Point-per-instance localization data
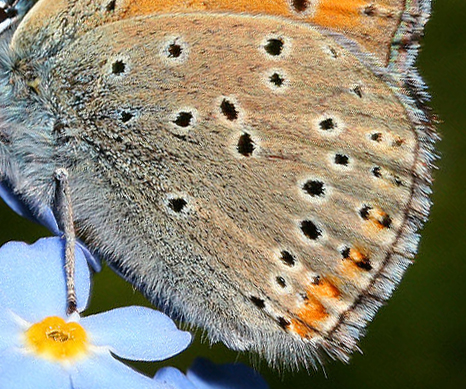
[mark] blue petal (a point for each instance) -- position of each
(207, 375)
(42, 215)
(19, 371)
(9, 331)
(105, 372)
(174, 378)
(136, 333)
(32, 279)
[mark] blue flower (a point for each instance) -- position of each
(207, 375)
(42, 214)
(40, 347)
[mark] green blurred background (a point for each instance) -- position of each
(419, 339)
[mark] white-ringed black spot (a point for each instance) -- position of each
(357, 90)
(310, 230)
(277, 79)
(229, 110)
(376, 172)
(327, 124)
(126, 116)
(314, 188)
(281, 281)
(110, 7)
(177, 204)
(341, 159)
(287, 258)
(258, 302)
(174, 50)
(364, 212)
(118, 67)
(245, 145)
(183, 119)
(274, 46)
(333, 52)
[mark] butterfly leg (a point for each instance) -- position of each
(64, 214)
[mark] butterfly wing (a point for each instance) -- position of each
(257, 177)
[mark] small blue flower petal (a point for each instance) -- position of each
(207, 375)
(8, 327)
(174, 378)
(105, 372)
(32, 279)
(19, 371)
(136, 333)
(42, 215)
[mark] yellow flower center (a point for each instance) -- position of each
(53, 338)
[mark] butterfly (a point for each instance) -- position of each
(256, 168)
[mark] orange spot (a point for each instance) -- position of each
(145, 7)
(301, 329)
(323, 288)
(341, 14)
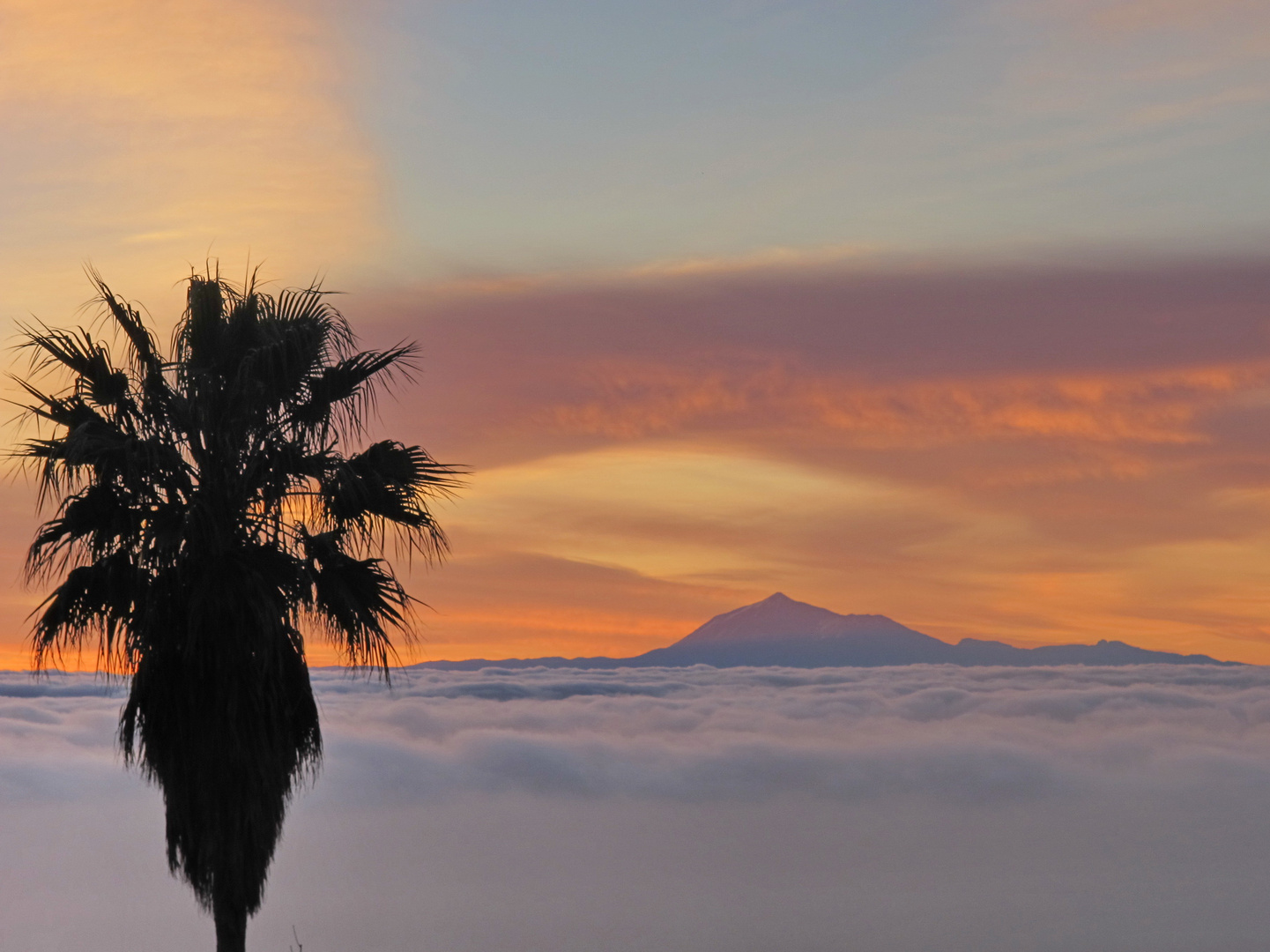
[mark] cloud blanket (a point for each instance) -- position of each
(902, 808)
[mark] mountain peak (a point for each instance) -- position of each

==

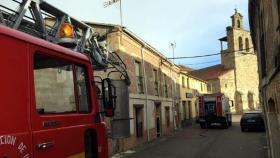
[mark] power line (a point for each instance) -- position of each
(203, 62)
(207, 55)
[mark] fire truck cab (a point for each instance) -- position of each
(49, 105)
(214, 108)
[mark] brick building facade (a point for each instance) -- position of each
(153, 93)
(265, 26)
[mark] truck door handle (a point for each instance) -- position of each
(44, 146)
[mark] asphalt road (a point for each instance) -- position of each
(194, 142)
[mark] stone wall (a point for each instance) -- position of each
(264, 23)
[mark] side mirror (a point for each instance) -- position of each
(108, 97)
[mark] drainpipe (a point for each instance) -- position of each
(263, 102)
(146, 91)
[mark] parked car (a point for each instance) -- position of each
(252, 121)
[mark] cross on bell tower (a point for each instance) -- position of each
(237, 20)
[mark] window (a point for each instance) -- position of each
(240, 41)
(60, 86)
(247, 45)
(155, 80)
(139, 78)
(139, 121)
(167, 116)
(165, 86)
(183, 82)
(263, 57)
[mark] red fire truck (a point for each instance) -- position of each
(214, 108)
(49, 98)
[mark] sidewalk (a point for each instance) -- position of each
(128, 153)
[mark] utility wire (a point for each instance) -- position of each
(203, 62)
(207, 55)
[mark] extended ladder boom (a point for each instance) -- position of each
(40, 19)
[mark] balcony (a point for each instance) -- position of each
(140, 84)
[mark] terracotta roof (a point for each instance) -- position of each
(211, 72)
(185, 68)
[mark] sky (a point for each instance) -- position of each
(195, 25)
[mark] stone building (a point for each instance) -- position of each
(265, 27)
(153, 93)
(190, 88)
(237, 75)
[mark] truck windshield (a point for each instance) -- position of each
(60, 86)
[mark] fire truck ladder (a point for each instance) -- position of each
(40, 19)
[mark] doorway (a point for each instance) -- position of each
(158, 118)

• _What to produce_:
Please copy out from the data above, without any picture, exactly the lines running from the one that holds "[mark] blue petal" through the one that holds "[mark] mountain peak", and nothing beyond them.

• _Reply to the task_:
[mark] blue petal (a point for each instance) -- position of each
(207, 375)
(42, 215)
(19, 371)
(9, 331)
(105, 372)
(174, 378)
(136, 333)
(32, 279)
[mark] blue flower (a point for each instance) -- position of each
(207, 375)
(42, 214)
(40, 347)
[mark] green blurred background (a point for each instance) -- position of each
(419, 339)
[mark] white-ringed black spot (a point for each instance) -- position of each
(357, 90)
(310, 230)
(277, 79)
(229, 110)
(376, 172)
(327, 124)
(126, 116)
(314, 188)
(281, 281)
(110, 7)
(177, 204)
(341, 159)
(287, 258)
(258, 302)
(174, 50)
(364, 212)
(118, 67)
(245, 145)
(183, 119)
(274, 46)
(333, 52)
[mark] butterfly leg (a point for each instance) -- position of each
(64, 214)
[mark] butterfly wing (a point for each instance) -- position of each
(257, 177)
[mark] small blue flower petal (a point for each instance) -- position of each
(207, 375)
(8, 327)
(174, 378)
(105, 372)
(32, 279)
(19, 371)
(136, 333)
(42, 215)
[mark] yellow flower center (a point for each instance) -- position of each
(53, 338)
[mark] butterfly (a point for each instance) -- position of each
(256, 168)
[mark] orange spot (a point for each instance) -- position of each
(145, 7)
(301, 329)
(323, 288)
(341, 14)
[mark] cloud blanket (a point for each instance) -- position of each
(902, 808)
[mark] mountain peak (a point for each instance) -- position of each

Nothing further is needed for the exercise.